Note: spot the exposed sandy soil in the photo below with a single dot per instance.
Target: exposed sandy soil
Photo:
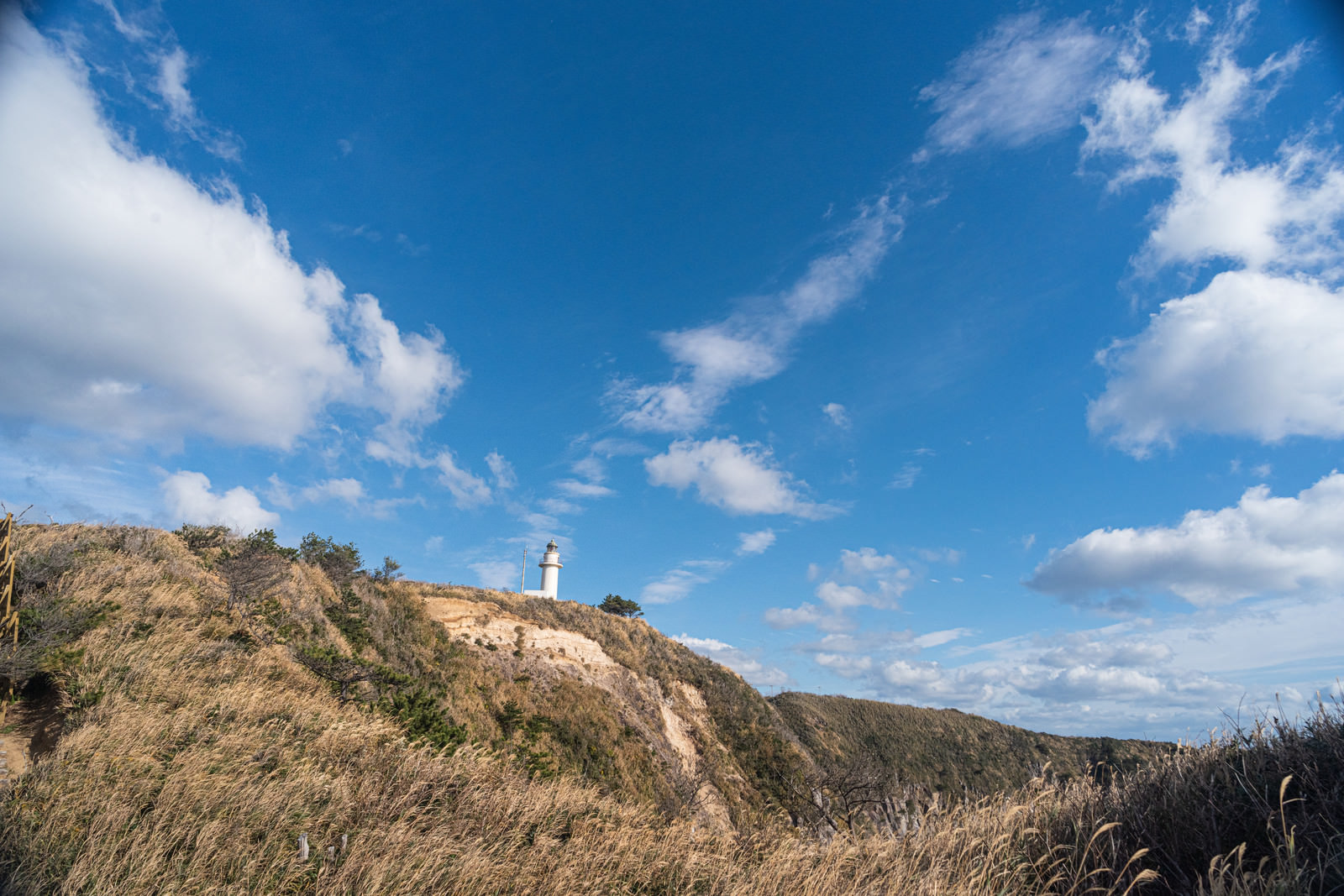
(31, 730)
(491, 622)
(584, 658)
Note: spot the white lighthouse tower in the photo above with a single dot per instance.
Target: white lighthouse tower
(550, 573)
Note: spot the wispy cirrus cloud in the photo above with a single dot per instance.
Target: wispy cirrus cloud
(753, 344)
(741, 661)
(757, 542)
(1261, 546)
(864, 578)
(739, 479)
(679, 582)
(116, 259)
(1258, 349)
(1026, 80)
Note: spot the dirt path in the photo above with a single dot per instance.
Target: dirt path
(31, 730)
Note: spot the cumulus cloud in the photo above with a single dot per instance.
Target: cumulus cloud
(905, 479)
(676, 584)
(503, 472)
(467, 488)
(1257, 351)
(501, 575)
(756, 542)
(147, 308)
(753, 344)
(837, 414)
(190, 499)
(808, 614)
(1023, 81)
(739, 661)
(1252, 354)
(738, 479)
(862, 578)
(577, 490)
(1261, 546)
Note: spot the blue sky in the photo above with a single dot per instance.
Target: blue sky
(984, 356)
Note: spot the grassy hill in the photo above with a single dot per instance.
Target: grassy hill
(947, 750)
(219, 700)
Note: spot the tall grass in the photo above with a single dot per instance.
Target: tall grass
(192, 762)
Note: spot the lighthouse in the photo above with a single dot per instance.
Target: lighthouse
(550, 573)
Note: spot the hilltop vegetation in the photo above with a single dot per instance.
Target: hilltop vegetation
(944, 748)
(202, 739)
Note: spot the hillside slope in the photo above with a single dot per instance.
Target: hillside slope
(234, 721)
(947, 750)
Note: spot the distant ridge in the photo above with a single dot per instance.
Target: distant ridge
(947, 750)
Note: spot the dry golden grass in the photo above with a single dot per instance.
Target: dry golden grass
(192, 763)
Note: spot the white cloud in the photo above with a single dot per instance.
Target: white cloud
(837, 414)
(147, 308)
(170, 82)
(577, 490)
(467, 488)
(843, 664)
(501, 470)
(172, 85)
(1257, 351)
(739, 661)
(906, 477)
(808, 614)
(1252, 354)
(1261, 546)
(1023, 81)
(675, 584)
(739, 479)
(501, 575)
(940, 555)
(192, 500)
(347, 490)
(753, 344)
(756, 542)
(938, 638)
(862, 578)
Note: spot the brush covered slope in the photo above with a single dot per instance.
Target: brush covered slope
(221, 703)
(945, 750)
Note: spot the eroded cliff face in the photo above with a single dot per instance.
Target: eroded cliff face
(674, 720)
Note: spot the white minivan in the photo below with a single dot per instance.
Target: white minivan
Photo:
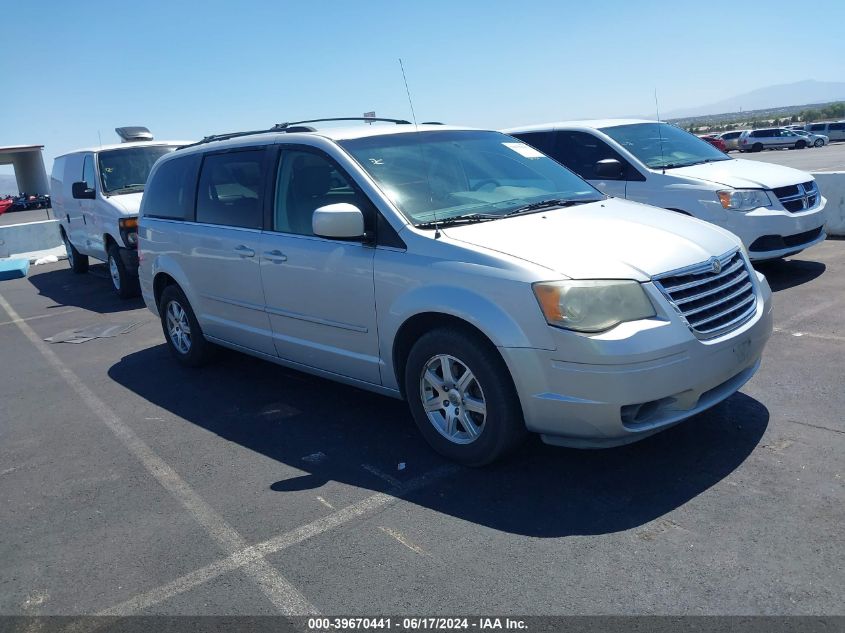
(459, 269)
(96, 193)
(777, 211)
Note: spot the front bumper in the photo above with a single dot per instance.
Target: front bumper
(772, 233)
(638, 379)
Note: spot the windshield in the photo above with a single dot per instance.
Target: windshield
(125, 170)
(663, 146)
(445, 174)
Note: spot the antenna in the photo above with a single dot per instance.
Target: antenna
(413, 114)
(422, 154)
(659, 131)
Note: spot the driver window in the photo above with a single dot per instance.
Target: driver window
(88, 172)
(305, 182)
(580, 152)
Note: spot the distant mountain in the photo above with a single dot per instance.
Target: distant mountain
(798, 93)
(8, 185)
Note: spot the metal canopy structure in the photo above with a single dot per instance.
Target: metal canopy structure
(29, 167)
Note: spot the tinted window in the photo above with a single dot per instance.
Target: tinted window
(170, 194)
(305, 182)
(581, 151)
(544, 141)
(88, 171)
(229, 189)
(663, 146)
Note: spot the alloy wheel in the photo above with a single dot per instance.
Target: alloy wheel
(178, 327)
(453, 399)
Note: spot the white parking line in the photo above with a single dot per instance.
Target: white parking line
(287, 599)
(824, 337)
(275, 544)
(396, 534)
(37, 316)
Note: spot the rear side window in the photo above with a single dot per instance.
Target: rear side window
(88, 171)
(170, 193)
(230, 189)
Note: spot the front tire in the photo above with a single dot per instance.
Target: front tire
(78, 263)
(182, 332)
(125, 284)
(462, 397)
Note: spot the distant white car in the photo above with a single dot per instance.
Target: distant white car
(813, 140)
(777, 211)
(731, 139)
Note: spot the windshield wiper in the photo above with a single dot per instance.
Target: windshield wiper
(461, 219)
(557, 203)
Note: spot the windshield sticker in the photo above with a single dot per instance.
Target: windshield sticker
(524, 150)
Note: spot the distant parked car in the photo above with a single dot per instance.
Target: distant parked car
(776, 210)
(731, 140)
(814, 140)
(834, 130)
(715, 141)
(770, 138)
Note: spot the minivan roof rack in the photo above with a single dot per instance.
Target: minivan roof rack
(290, 127)
(281, 127)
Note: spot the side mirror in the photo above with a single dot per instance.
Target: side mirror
(80, 191)
(339, 221)
(610, 168)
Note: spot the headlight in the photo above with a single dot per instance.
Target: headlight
(744, 199)
(592, 305)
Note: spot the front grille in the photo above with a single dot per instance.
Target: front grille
(799, 197)
(712, 297)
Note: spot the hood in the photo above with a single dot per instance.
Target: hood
(743, 174)
(128, 203)
(611, 239)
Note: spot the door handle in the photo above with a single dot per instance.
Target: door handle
(275, 256)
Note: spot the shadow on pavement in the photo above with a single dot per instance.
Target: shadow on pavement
(91, 291)
(541, 491)
(785, 274)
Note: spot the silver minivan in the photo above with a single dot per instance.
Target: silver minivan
(462, 270)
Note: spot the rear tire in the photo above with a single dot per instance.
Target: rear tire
(472, 413)
(125, 284)
(182, 332)
(78, 263)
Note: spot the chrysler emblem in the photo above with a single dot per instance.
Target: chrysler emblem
(715, 265)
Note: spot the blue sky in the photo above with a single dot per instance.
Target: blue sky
(187, 69)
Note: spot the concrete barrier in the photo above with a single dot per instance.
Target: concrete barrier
(832, 186)
(29, 237)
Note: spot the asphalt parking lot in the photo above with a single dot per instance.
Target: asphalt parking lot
(130, 485)
(827, 158)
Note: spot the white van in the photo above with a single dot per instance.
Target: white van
(777, 211)
(96, 193)
(834, 130)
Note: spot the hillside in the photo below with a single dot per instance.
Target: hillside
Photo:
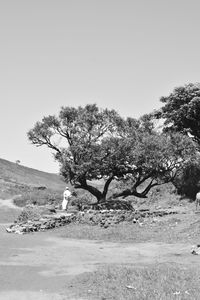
(15, 174)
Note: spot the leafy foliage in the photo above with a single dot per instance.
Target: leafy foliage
(92, 144)
(181, 110)
(188, 181)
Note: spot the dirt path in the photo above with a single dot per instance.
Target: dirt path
(37, 266)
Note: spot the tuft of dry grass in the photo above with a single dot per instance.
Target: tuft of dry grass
(163, 281)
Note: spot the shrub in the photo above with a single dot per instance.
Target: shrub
(188, 181)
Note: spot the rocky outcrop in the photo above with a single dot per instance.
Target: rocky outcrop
(103, 218)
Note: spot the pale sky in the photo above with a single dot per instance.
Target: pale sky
(120, 54)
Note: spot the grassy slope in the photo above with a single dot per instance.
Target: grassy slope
(14, 173)
(20, 180)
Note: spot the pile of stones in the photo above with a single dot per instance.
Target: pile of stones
(106, 218)
(41, 224)
(103, 218)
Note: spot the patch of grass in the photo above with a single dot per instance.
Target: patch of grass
(39, 197)
(155, 282)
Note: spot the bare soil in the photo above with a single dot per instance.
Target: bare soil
(38, 266)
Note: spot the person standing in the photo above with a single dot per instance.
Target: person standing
(66, 197)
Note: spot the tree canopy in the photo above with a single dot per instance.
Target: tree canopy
(91, 143)
(181, 110)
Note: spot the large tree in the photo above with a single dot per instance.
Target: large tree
(90, 144)
(181, 110)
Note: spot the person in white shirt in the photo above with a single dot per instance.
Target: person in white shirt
(66, 197)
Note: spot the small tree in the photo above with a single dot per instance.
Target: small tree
(181, 110)
(188, 180)
(91, 144)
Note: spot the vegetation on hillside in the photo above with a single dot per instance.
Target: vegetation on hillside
(92, 144)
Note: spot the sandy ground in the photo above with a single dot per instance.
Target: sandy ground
(38, 266)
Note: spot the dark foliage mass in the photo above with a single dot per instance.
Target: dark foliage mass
(93, 144)
(181, 110)
(188, 180)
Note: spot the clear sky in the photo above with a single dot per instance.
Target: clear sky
(120, 54)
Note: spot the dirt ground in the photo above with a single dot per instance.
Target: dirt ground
(38, 266)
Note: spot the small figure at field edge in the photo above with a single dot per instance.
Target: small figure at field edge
(66, 197)
(197, 200)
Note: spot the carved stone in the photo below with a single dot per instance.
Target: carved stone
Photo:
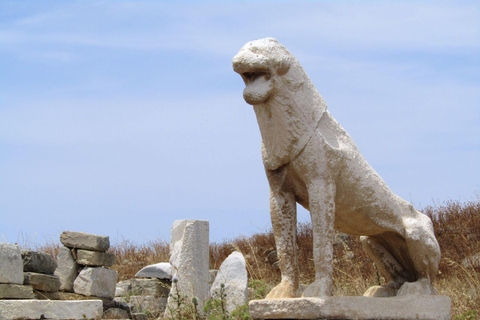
(310, 159)
(425, 307)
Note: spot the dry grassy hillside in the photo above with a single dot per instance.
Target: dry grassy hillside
(457, 227)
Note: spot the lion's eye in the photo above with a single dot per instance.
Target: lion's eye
(249, 75)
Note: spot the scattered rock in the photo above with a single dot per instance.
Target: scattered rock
(15, 291)
(38, 262)
(40, 309)
(162, 270)
(95, 258)
(122, 288)
(11, 266)
(149, 304)
(99, 282)
(139, 316)
(42, 282)
(150, 287)
(115, 313)
(233, 275)
(81, 240)
(67, 269)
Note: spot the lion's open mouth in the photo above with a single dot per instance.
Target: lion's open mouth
(249, 77)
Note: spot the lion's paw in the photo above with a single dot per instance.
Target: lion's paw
(319, 288)
(422, 286)
(283, 290)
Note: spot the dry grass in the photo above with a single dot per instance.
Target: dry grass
(457, 227)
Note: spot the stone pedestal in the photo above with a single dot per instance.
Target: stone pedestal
(189, 257)
(424, 307)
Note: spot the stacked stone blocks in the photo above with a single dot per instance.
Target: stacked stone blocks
(82, 265)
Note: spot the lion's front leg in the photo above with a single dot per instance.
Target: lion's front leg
(322, 211)
(284, 221)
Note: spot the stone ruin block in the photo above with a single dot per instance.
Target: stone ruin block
(95, 258)
(67, 269)
(150, 287)
(42, 282)
(16, 291)
(233, 275)
(40, 309)
(99, 282)
(38, 262)
(82, 240)
(189, 257)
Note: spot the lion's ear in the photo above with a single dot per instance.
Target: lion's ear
(282, 66)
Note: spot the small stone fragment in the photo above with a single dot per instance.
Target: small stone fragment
(150, 287)
(123, 288)
(82, 240)
(15, 291)
(95, 258)
(139, 316)
(115, 313)
(67, 269)
(99, 282)
(42, 282)
(38, 262)
(162, 270)
(11, 264)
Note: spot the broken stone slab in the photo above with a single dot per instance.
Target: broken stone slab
(189, 257)
(149, 304)
(11, 266)
(425, 307)
(139, 316)
(67, 269)
(42, 282)
(150, 287)
(115, 313)
(233, 275)
(162, 270)
(99, 282)
(39, 262)
(16, 291)
(95, 258)
(41, 309)
(82, 240)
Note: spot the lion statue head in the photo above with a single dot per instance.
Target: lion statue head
(287, 105)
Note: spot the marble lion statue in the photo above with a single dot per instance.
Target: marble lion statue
(310, 159)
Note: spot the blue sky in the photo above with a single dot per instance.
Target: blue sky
(117, 118)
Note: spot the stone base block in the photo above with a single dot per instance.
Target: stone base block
(42, 282)
(41, 309)
(425, 307)
(95, 258)
(15, 291)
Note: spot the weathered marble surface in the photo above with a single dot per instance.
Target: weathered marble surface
(11, 266)
(425, 307)
(189, 257)
(41, 309)
(310, 159)
(82, 240)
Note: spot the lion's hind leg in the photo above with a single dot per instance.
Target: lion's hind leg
(424, 251)
(380, 250)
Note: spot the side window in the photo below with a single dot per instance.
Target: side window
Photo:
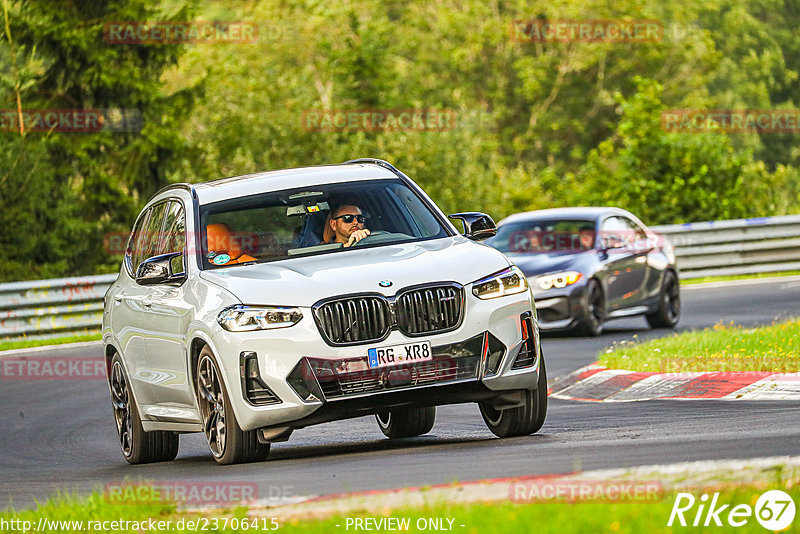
(615, 232)
(136, 243)
(174, 235)
(154, 231)
(174, 229)
(638, 231)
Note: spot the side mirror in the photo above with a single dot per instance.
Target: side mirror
(163, 269)
(477, 226)
(613, 242)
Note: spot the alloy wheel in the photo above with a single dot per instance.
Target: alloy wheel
(120, 398)
(212, 406)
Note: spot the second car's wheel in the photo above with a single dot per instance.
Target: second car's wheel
(522, 420)
(668, 312)
(590, 321)
(138, 446)
(406, 422)
(228, 442)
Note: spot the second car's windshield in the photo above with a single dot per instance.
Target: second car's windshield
(545, 236)
(297, 222)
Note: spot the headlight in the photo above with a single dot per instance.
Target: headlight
(508, 282)
(246, 318)
(558, 280)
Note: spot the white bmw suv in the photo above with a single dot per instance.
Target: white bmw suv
(241, 311)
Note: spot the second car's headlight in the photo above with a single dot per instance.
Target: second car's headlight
(508, 282)
(558, 280)
(248, 318)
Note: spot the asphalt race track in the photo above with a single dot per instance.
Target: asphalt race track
(59, 435)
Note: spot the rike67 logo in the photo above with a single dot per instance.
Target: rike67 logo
(774, 510)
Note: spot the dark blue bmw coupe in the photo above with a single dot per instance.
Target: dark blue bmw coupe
(589, 265)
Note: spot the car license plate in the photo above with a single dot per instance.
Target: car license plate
(419, 351)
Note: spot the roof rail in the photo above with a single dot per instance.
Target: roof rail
(375, 161)
(184, 186)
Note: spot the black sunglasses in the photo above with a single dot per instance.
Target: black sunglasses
(347, 219)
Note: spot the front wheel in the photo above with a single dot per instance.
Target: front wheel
(229, 444)
(406, 422)
(138, 446)
(523, 420)
(668, 312)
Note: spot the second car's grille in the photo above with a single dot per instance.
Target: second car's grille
(354, 319)
(415, 311)
(429, 310)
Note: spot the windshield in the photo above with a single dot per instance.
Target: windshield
(297, 222)
(545, 236)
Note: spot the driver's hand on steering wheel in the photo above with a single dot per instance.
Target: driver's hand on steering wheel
(357, 236)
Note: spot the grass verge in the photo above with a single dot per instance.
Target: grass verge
(737, 277)
(485, 518)
(28, 343)
(730, 348)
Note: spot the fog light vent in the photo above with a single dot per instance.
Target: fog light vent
(255, 390)
(527, 352)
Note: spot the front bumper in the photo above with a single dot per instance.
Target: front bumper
(559, 309)
(315, 382)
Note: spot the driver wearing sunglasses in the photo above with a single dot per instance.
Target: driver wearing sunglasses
(347, 223)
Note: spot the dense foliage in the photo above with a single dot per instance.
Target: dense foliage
(538, 124)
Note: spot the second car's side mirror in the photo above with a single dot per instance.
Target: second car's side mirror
(477, 225)
(166, 268)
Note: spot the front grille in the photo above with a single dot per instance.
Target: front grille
(429, 310)
(415, 312)
(354, 319)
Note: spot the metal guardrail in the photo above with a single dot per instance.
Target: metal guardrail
(66, 306)
(53, 308)
(740, 246)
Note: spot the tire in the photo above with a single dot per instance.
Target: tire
(668, 312)
(229, 444)
(406, 422)
(138, 446)
(523, 420)
(593, 310)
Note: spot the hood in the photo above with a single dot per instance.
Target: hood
(303, 281)
(543, 263)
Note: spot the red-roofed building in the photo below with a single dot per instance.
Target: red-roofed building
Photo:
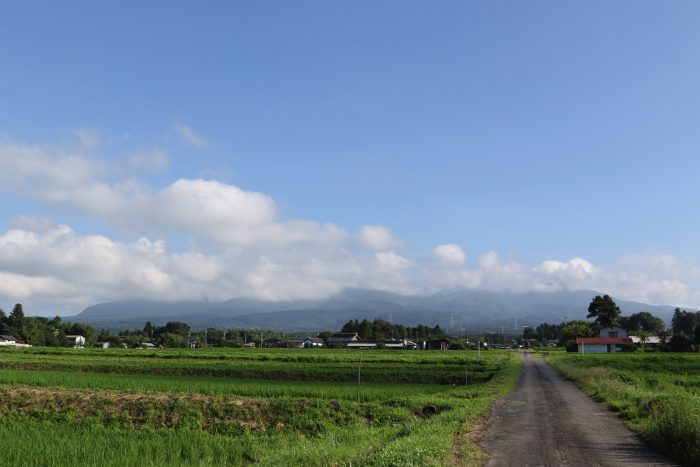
(604, 344)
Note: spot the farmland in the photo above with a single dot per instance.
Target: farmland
(245, 406)
(658, 394)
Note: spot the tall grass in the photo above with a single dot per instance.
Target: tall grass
(289, 408)
(659, 394)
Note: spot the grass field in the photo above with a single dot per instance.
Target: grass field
(245, 406)
(658, 393)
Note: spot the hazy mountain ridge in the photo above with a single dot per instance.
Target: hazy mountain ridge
(472, 310)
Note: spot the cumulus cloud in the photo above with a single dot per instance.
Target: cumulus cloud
(190, 136)
(241, 246)
(377, 237)
(450, 254)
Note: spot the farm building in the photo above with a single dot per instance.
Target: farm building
(604, 344)
(403, 344)
(436, 344)
(314, 342)
(610, 340)
(295, 343)
(342, 339)
(75, 341)
(613, 332)
(650, 341)
(7, 340)
(361, 345)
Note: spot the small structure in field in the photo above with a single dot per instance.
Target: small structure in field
(342, 339)
(361, 345)
(75, 341)
(649, 341)
(610, 340)
(312, 342)
(436, 344)
(7, 340)
(613, 332)
(402, 344)
(294, 343)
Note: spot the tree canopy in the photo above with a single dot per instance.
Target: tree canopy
(642, 321)
(604, 310)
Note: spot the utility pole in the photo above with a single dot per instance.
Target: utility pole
(359, 371)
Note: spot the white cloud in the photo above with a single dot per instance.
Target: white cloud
(243, 248)
(450, 254)
(149, 160)
(190, 136)
(377, 237)
(89, 138)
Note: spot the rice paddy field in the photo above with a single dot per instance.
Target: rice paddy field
(246, 406)
(658, 393)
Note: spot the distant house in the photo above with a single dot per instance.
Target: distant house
(436, 344)
(75, 341)
(342, 339)
(610, 340)
(652, 341)
(7, 340)
(295, 343)
(403, 344)
(273, 342)
(310, 342)
(604, 344)
(361, 345)
(613, 332)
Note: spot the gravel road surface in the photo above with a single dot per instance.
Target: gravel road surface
(547, 420)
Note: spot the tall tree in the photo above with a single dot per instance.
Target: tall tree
(684, 321)
(604, 310)
(16, 320)
(642, 321)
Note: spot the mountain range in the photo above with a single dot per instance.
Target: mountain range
(460, 310)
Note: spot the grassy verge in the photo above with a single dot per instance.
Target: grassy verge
(138, 408)
(659, 394)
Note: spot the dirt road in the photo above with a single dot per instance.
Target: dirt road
(547, 420)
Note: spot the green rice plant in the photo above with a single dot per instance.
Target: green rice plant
(658, 394)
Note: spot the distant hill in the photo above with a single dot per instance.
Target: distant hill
(468, 309)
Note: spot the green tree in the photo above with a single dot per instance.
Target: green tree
(642, 321)
(82, 329)
(604, 310)
(148, 329)
(684, 321)
(573, 329)
(16, 320)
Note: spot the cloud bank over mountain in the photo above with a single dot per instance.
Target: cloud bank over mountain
(239, 245)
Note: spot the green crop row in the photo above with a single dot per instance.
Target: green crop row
(659, 394)
(383, 367)
(127, 415)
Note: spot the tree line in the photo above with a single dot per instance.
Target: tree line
(684, 334)
(38, 330)
(379, 330)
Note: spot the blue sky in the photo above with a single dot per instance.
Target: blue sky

▶ **What to do**
Look above for the line with "Note: spot the lion's hind" and copy exactly from it through the line with "Note: spot the second car's headlight", both included. Omit the pictures.

▶ **Your response**
Note: spot the lion's hind leg in the photo above with a single dot per instance.
Target: lion's hind leg
(424, 251)
(380, 250)
Note: spot the side window in the photo below with a single dot per instance.
Target: side window
Photo:
(615, 232)
(136, 243)
(174, 235)
(154, 231)
(174, 229)
(638, 231)
Note: spot the side mirror in the photo above with a single dot per instance.
Target: side mirror
(163, 269)
(477, 226)
(613, 242)
Note: spot the alloy wheel in the photo above with a single dot per instance.
Target: alloy wheel
(120, 398)
(212, 406)
Note: spot the second car's wheel in the photo above with a single dot per instance.
Target: second car's wheel
(522, 420)
(668, 312)
(590, 321)
(138, 446)
(406, 422)
(228, 442)
Note: spot the second car's windshield in the photo above with a single dot per instance.
Target: second car's windshield
(545, 236)
(297, 222)
Note: spot the headlight in the photo above with a single dot per instance.
Target: headlight
(508, 282)
(246, 318)
(558, 280)
Note: spot the white bmw suv in the photo above with a single dot per instance.
Target: white bmw suv
(241, 311)
Note: spot the second car's headlight in the photo above with a single dot per instance.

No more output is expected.